**About this task:**
Extend the piece on juvenile sex offenders and online registries, picking up after its last sentence.

**Exercise text:**
....

Rethinking Juvenile Sex Offenders
Yesterday’s New York Times Magazine cover story about juvenile sex offenders titled “How Can You Distinguish a Budding Pedophile From a Kid With Real Boundary Problems?” offers an interesting (and uncharacteristically non-exploitative) introduction to the topic, even as it failed to touch its titular question.
The author devotes much of the article to describing the current state of on line sex offender registries; publicly accessible repositories of photos, names, descriptions of offenses, and current street addresses for those listed, and their potential impact for both offender and community (which is clearly negative for the former, and completely unknown in terms of protective effects for the latter). These registries represent the government’s attempt to protect us by building higher and wider walls with “offenders” on one side and “victims, family, and community” on the other. These registries constitute virtually all public discussion about sexual offenders.
The problem with this approach, what makes it completely futile in my opinion, is that these are false distinctions. We are not, in fact, a society easily divided into “offenders” and “victims, family, and community”. Even from a strictly statistical perspective this distinction doesn’t hold: Many, but not all, “offenders” are also victims of sexual abuse. And, as the Times article itself reports, between 80 and 90 percent of offenses are committed by people known or related to the victim, in other words members of their family or community We can build walls as high and wide as we like, but those walls don’t weed out bad seeds waiting to grow, and worse, they ostracize and isolate offenders which only puts them at greater risk of both offending and being offended against.

....

**Source information:**
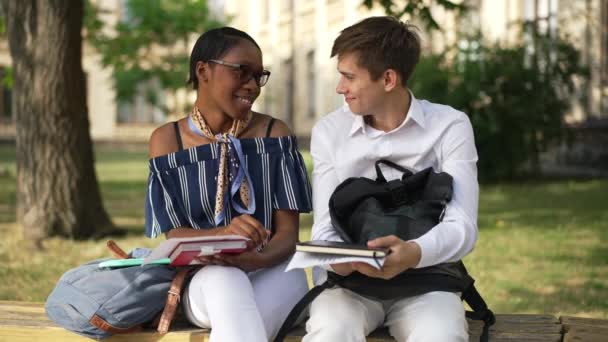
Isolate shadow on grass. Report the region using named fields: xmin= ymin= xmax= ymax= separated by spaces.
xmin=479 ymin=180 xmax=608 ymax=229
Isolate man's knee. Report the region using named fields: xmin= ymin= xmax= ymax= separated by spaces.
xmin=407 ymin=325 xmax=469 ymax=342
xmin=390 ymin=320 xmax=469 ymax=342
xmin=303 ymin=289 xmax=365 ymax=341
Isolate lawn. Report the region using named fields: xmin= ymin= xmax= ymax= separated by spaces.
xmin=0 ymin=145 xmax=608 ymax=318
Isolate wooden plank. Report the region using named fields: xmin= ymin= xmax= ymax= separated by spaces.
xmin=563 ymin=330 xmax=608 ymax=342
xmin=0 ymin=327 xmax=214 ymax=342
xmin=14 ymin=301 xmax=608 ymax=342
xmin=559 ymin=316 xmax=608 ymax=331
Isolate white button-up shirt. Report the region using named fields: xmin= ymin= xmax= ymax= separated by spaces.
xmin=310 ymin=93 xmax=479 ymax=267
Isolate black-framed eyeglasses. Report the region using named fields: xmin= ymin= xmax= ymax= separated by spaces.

....

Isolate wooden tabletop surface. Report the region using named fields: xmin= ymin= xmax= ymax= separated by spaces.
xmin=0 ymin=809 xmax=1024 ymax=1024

....

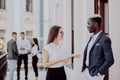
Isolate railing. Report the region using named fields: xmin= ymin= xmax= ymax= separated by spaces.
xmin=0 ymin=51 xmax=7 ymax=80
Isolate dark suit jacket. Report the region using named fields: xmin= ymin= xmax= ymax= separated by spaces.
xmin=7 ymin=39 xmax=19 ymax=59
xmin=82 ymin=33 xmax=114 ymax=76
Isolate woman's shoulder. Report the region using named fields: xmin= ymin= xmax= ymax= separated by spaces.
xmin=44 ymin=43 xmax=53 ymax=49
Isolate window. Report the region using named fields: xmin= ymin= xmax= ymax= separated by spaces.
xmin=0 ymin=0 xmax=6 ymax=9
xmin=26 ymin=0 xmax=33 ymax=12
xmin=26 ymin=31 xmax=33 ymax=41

....

**Response below:**
Given this, wouldn’t a more effective approach be to include everyone in the solution? This isn’t a new idea (it’s the basis of Circles of Support and Accountability models of rehabilitation, to offer one example). And by the end of the Times article there is a brief mention of attempts to integrate people into their communities, rather than further marginalize them and of one form of treatment, referred to as “multisystemic therapy” which is showing some success.
The title of the article points to the delicate and difficult distinctions between sexual problems and sexual pathology and between behaviors we think of as bad, and that we think of as dangerous. The fact that this distinction is hardly discussed in the article indicates how problematic it really is. Those walls that we build may make ‘us’ feel safe, and equally important, different from ‘them’, but they block us from seeing that they were once us and that some of us are like them.